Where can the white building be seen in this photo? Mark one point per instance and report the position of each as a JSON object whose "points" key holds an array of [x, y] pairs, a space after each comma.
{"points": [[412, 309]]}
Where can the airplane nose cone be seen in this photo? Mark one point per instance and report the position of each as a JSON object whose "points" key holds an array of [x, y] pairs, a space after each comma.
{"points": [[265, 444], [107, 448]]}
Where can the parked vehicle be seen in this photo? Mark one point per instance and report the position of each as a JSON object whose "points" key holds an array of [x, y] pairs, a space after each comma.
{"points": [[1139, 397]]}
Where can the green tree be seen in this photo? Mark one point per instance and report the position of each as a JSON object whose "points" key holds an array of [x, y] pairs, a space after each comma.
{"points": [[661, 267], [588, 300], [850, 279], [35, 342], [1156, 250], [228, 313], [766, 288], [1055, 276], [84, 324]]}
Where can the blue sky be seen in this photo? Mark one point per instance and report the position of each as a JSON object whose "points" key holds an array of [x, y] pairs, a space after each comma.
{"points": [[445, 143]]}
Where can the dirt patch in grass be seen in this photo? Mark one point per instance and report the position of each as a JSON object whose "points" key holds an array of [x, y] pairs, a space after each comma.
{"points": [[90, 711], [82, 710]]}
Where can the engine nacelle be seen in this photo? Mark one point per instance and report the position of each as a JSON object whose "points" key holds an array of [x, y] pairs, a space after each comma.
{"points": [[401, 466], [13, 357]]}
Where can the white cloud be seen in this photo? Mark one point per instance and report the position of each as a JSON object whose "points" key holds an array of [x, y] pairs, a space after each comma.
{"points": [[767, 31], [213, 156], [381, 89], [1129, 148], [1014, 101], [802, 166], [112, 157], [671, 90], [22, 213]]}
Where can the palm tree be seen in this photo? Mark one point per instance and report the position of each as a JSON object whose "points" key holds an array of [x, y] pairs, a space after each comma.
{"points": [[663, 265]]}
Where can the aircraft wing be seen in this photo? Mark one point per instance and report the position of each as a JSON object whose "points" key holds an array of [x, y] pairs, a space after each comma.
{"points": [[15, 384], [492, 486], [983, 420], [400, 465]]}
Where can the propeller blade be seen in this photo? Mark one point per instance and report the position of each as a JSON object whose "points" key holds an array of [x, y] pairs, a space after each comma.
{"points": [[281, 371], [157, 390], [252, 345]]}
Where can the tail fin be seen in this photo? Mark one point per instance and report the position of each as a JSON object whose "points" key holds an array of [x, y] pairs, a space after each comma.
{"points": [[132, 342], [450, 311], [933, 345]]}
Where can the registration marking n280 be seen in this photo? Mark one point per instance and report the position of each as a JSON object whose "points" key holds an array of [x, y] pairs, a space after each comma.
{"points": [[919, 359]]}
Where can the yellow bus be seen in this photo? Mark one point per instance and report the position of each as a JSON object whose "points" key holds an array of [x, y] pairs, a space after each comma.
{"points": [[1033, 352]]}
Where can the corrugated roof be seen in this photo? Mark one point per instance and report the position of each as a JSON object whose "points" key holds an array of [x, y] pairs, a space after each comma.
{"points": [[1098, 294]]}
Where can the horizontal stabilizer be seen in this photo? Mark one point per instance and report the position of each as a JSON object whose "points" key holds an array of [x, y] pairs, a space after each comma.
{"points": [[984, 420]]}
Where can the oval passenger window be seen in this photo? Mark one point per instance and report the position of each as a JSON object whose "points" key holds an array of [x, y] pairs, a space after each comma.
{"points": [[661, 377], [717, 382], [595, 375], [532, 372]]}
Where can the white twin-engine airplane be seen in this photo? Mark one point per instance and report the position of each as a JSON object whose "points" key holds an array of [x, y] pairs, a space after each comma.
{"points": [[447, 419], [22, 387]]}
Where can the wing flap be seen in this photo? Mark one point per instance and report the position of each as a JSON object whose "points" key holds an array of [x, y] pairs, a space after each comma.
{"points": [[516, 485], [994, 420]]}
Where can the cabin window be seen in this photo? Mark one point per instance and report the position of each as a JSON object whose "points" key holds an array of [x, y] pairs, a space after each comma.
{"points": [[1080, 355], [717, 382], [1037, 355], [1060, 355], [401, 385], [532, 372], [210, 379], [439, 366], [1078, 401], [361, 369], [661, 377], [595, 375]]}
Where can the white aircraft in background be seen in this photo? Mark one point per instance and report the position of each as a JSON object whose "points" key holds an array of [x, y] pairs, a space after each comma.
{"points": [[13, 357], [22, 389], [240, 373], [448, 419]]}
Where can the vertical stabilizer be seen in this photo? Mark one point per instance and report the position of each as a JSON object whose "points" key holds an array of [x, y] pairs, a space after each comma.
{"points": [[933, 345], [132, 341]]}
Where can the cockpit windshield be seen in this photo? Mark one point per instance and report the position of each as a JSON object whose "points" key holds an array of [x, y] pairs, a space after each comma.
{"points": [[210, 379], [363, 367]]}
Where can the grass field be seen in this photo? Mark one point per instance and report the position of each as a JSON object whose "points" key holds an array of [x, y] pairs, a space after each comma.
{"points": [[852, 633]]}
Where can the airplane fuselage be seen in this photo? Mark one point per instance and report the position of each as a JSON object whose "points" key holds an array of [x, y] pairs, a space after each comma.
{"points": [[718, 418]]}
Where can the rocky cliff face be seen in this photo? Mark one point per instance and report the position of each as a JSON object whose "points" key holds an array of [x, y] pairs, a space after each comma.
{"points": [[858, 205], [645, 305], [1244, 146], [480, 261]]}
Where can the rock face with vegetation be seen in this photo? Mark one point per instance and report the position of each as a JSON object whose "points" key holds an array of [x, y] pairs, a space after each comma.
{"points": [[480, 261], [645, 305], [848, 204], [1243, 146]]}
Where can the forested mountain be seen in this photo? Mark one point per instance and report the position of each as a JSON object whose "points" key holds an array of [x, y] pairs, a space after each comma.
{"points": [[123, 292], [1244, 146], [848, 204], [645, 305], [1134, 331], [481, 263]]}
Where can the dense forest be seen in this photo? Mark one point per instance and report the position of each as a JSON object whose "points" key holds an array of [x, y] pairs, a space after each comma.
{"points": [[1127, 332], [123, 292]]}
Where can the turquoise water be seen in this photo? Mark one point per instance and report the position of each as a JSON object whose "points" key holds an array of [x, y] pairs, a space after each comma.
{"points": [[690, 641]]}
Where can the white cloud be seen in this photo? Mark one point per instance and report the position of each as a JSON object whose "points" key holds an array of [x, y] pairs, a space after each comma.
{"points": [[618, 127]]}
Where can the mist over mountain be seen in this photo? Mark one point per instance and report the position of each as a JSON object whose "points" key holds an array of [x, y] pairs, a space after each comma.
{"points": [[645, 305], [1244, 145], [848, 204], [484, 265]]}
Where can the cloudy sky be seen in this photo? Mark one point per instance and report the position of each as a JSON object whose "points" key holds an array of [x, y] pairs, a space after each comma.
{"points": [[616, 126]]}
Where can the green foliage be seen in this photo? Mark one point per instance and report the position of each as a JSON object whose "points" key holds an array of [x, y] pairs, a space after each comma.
··········
*Exercise brief*: Write out all the records above again, exactly as they stand.

*Completed task*:
Where can the white building be seen in this photo? Mark one point per instance and report the position of each as a JSON object whose "points" key holds an array of [x, y] pairs, a space after each comma.
{"points": [[412, 309]]}
Where can the airplane nose cone be seen in this photo? Mark one point per instance and report the position of each as a JSON object whose "points" key holds an array of [x, y] pairs, a space after each comma.
{"points": [[265, 444], [107, 448]]}
Where can the parked vehicle be seen in this photo? Mark one point per instance and report the position of each as a JSON object whose "points" key holds an array of [x, y] pairs, a space after each comma.
{"points": [[1139, 397]]}
Where can the green tree be seen in this photo? Mark one point per instance and report the position of each as a JSON object whose "points" key holds an array of [x, y] pairs, a space after each comma.
{"points": [[661, 267], [588, 300], [850, 279], [35, 342], [1156, 250], [228, 313], [766, 288], [1055, 276], [84, 324]]}
Where can the blue sky be seen in this photo? Mark one point per instance and report the position of each as a JSON object whose "points" key holds an array of [x, y] pairs, a space after each comma.
{"points": [[445, 143]]}
Where can the dirt patch in grass be seen in this photo? Mark one point per instance and report the position of each as a JSON object whose "points" key holds an array of [x, y] pairs, a space after each comma.
{"points": [[90, 711], [82, 710]]}
Where can the engine nacelle be seen in this photo? Mark one point per instance and report the position of each as a JSON object whose "points" key holds an array of [x, y] pairs, a space after each comma.
{"points": [[401, 466], [13, 357]]}
Where can the white cloud be seen in this photo? Mark one point per instance and report the position of each as a JSON object whose "points" key holds an array of [x, y] pairs, a space after each comma.
{"points": [[767, 31], [213, 156], [381, 89], [1129, 148], [1014, 101], [802, 166], [112, 157], [671, 90], [22, 213]]}
Where can the palm tree be seen in this photo? Mark one point per instance and report the position of each as a JSON object whose "points" key holds an array of [x, y] pairs, a space after each comma.
{"points": [[663, 265]]}
Where can the aircraft wing be seen in this photo? Mark one point per instance and report the position of each as a JSON object whose "points" key holds an array of [x, y] pairs, a space after each comma.
{"points": [[15, 384], [492, 486], [983, 420], [400, 465]]}
Where can the propeller blade be seen in this photo? Mark one point per instance and report the position of each as a JSON object whose "points" key holds an array of [x, y] pairs, a space after each comma.
{"points": [[281, 371], [157, 390], [252, 345]]}
Where can the tail fin be seen in this photo? Mark one point per instance and report the position of each as a JSON object whose "points" key holds an array of [x, y] pairs, a space after each comma.
{"points": [[132, 342], [450, 311], [933, 345]]}
Where can the registration marking n280 be seen in this photo? Mark one point per instance and report the position of each as a JSON object whose "points" key holds an array of [x, y] pairs, a space after each comma.
{"points": [[919, 359]]}
Where can the yellow bus be seen in this photo? Mark one point per instance and report the position of each as a JSON object whose "points" key holds an array of [x, y] pairs, a space after each comma.
{"points": [[1033, 352]]}
Where can the corrugated roof be seen in this photo? Mark one point per instance and report the position of each as a JSON object whose "points" key holds an array of [x, y] pairs, a space after each comma.
{"points": [[1098, 294]]}
Where can the horizontal stabilizer be seen in this photo? Mark one point per instance and report the position of each as a JSON object whose "points" key holds an array of [x, y] pairs, a space after each comma.
{"points": [[984, 420]]}
Where can the oval passenger window be seen in this photo? Mark one point per instance and report the position of each as a JSON object whose "points" key holds an array of [x, y] pairs, a space after each comma.
{"points": [[661, 377], [717, 382], [595, 375], [532, 372]]}
Where can the white twin-engine airplane be seen in this photo? Mark one point per instance and report the position of each as a JSON object whose "points" key holds an array of [x, y] pairs, a space after each comma.
{"points": [[447, 419], [22, 387]]}
Where can the wing flap be seen in this photo? Mark one point per instance and report the position of each as a JSON object whose "points" key holds an array of [x, y] pairs, a space after each comma.
{"points": [[516, 485], [994, 420]]}
Where can the cabin window be seen in this photo? Mark one point per instance and report the position of each as a JSON object whose "points" key holds an array of [x, y] pairs, a space after each comma.
{"points": [[1080, 355], [717, 382], [1037, 355], [1060, 355], [401, 385], [532, 372], [210, 379], [439, 366], [1078, 401], [361, 369], [661, 377], [595, 375]]}
Where can the white aircraft in background be seen in this photo? Mark one point per instance and report the position of each as a JSON object whose "points" key holds an array of [x, y] pairs, a space after each comma.
{"points": [[13, 357], [22, 389], [240, 373], [448, 419]]}
Where can the vertical stabilizer be seen in this photo? Mark one point per instance and report the position of each as a JSON object whose "points" key holds an array of [x, y] pairs, a space after each comma.
{"points": [[933, 345], [132, 341]]}
Where can the cockpit windshield be seen in this photo? Mark one point per instance and report the position of each as a JSON object whose "points" key holds an array of [x, y] pairs, a space after each comma.
{"points": [[210, 379], [363, 367]]}
Where can the grass field be seen in this photo? Mark one point per instance and report the position of each as a JSON object whose "points" key holds an array of [x, y] pairs, a space after each comma.
{"points": [[852, 633]]}
Where can the airplane fuselage be seen in this photo? Mark one point per instance and report the position of each as a JSON object whose "points" key holds an array of [x, y] pairs, a space after each comma.
{"points": [[718, 418]]}
Where can the rocky cliff face be seen in this photo? Mark one point per instance and report the position of each as a JSON object whose "points" key holds an array of [x, y] pairs, a space after each comma.
{"points": [[858, 205], [645, 305], [1244, 146], [480, 261]]}
Where can the rock face with vegetation be seen in this photo? Mark one point per instance and report the position of each as a JSON object whose "points" key holds an array of [x, y] pairs, a space after each comma.
{"points": [[480, 261], [645, 305], [848, 204], [1243, 146]]}
Where can the forested mountain be seen in this photo? Mark one point per instance and report the position of each as a JSON object whose "points" key holds an array of [x, y] pairs, a space after each comma.
{"points": [[123, 292], [1244, 146], [848, 204], [645, 305], [1134, 331], [481, 263]]}
Where can the dense forest be seen in this photo? Mark one point per instance and report the position of each as a JSON object whose "points" key holds an array of [x, y] pairs, a space after each comma.
{"points": [[1127, 332], [123, 292]]}
Where can the turquoise water be seen in this photo? Mark one point per instance and report the position of each as a JSON object whose "points" key holds an array of [x, y] pairs, a space after each comma.
{"points": [[690, 641]]}
Where can the white cloud be seen in this photo? Mark one point per instance and report the position of each as a JSON object whose "points" key holds an array of [x, y] pairs, a space after each comma.
{"points": [[618, 127]]}
Where can the mist over mountain be seen in this photo? Mark one point per instance and report the position of each as a JSON object whose "points" key holds an array of [x, y] pairs, a space after each comma.
{"points": [[645, 305], [1244, 145], [848, 204], [484, 265]]}
Where can the cloudy sky be seen in this photo? Mark one point per instance and report the position of each as a JSON object whose "points" key holds an array of [x, y] pairs, a space after each comma.
{"points": [[616, 126]]}
Where can the green foliage be seen in this photo? Mark one point per instance and report the position of each as a JSON object whose "points" key holds an array of [x, y] pairs, a space after each comma.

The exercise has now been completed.